** Begin **

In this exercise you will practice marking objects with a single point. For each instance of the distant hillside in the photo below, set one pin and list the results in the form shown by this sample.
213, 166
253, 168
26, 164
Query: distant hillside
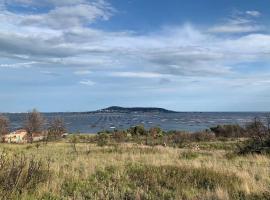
134, 109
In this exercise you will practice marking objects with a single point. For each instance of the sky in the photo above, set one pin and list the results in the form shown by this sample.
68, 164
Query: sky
184, 55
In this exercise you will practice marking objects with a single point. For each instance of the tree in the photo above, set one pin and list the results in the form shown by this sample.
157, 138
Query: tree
4, 125
34, 123
56, 128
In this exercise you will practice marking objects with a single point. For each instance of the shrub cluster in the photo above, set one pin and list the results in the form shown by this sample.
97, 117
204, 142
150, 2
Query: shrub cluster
20, 175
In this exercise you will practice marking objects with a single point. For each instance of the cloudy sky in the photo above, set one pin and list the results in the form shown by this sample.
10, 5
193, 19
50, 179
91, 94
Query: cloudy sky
185, 55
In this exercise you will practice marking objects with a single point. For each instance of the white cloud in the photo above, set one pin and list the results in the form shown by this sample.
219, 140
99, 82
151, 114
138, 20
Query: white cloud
87, 82
18, 65
253, 13
239, 22
136, 74
83, 72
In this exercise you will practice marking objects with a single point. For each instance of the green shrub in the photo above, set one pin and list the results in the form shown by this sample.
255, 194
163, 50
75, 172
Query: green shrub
150, 182
233, 131
188, 155
102, 139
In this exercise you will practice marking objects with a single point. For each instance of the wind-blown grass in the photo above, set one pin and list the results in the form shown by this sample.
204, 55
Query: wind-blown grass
133, 171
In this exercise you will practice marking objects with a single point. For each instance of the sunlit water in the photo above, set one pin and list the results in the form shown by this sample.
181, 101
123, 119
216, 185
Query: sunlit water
94, 122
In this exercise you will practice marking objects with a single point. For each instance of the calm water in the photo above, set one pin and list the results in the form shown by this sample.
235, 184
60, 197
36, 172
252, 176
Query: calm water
94, 122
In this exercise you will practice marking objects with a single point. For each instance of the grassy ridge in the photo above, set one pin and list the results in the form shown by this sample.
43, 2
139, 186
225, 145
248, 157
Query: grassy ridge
134, 171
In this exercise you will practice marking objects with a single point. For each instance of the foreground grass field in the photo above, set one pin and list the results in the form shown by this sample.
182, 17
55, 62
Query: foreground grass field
204, 170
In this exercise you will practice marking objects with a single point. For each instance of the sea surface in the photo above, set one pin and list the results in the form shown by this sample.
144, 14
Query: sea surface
188, 121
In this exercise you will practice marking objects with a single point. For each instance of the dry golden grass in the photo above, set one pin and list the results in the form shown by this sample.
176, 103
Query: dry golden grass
252, 170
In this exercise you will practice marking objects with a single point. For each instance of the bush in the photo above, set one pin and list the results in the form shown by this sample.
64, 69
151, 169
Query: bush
189, 155
20, 175
150, 182
102, 139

** End **

The task:
Rewrite all of the items above with "set one pin" changed to "place one marker" each time it appears, keeping every other word the same, and leave the pictures out.

Response:
In this exercise you will practice marking objects with a single point. For each instance of the distant hillside in the photo below, place one marker and list the results in the form shown by this sample.
213, 166
253, 168
26, 164
Query: distant hillside
134, 109
In this exercise you will practice marking objects with a single point. For each instance of the sky in the photo above, place one marker and list the results in the form shown by this sample.
68, 164
Query: sky
184, 55
In this exercise you will practice marking objects with a single point. For each instance of the tree in the photo above, place one marker and list the results in the form shown by this sample.
157, 138
Query: tree
4, 125
34, 123
56, 128
In this exercise you will practice marking objects with a single point. For each instance of the shrub cluster in the photo above, place one marker and list the results in the form shown by this sample.
97, 117
204, 142
150, 2
Query: shrub cluster
20, 175
In this exercise you will practice marking objects with a single point. For each instance of the cloudy sky in the photo above, place one marker and list the results in the form shown by this sample.
10, 5
193, 19
50, 179
91, 94
Query: cloudy sky
185, 55
In this exercise you will practice marking objects with a single point. For each instance of the white cloud in the photo above, place one marker and list the results in the form shown by this sample.
219, 140
99, 82
151, 114
138, 20
Query: white cloud
87, 82
18, 65
253, 13
239, 22
136, 74
83, 72
In this exercise you will practice marking objects with a single point. For each instance of the green shrub in the photo above, place one marker and list the results in the form shown by this sample.
255, 194
163, 50
75, 172
Query: green shrub
150, 182
233, 131
188, 155
102, 139
In this exercise you will practice marking objects with a single point. For each instance of the wind-blown grass in the photo above, place one marker and list the results in the form shown by this sample.
204, 55
Query: wind-blown grass
133, 171
In this exercise you will practice marking objects with a single point. For each instance of the sunlit water in the photo above, place one marker and list the results in the form shown by this sample.
181, 101
123, 119
216, 185
Query: sunlit water
94, 122
In this exercise you will practice marking objects with a single point. For each instance of the calm water in the photo above, place one marker and list the results in the form shown by this sample.
235, 184
60, 197
36, 172
252, 176
Query: calm water
94, 122
In this exercise you will practice marking objects with a single point. For each instance of the grassy ridge in the photo above, place one marker and list the results in the form shown by this sample.
43, 2
139, 186
225, 145
248, 157
Query: grassy ridge
134, 171
In this exercise you will practice marking objects with a single point. For each instance of the foreground grass field in the photo above, place one marker and list the results in the form shown by this sample.
182, 17
55, 62
Query: foreground grass field
204, 170
In this exercise you will practice marking objects with a single point. For each instance of the sea surface in the photo above, place one marker and list the results in the form shown by this sample.
144, 14
Query: sea surface
188, 121
In this exercise you will practice marking objects with a single point. For each instance of the dry golden grass in the photo above, place one marker and list the results in the form shown by this sample.
176, 103
Query: dry golden grass
252, 170
In this exercise you will practice marking objects with a single point. For each instance of the bush in the photo above, place one marker and list the results in the form shown by this sample.
64, 69
151, 169
Query: bush
189, 155
20, 175
150, 182
102, 139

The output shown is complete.